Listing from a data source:
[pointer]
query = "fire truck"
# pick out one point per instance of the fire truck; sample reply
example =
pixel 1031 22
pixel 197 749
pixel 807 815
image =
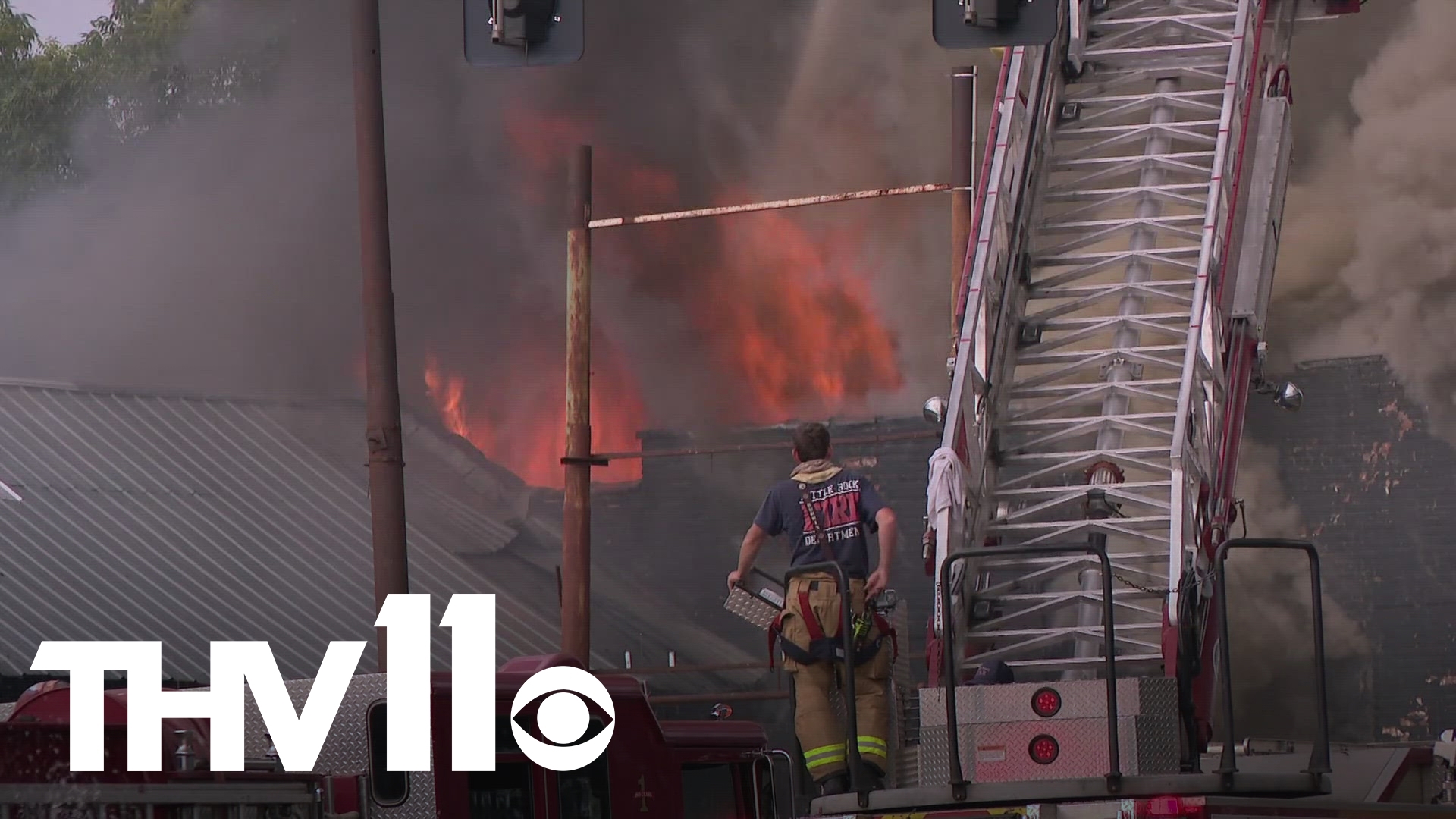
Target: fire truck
pixel 1110 322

● **WHAT IS BEING ASKED**
Set down every line of the listing above word for word, leaving out the pictures.

● **THE COMPLETED TASK**
[pointer]
query = "fire truck"
# pick out one point per instance of the fire truck; sample reply
example =
pixel 1031 22
pixel 197 749
pixel 807 815
image =
Target: fire truck
pixel 1110 322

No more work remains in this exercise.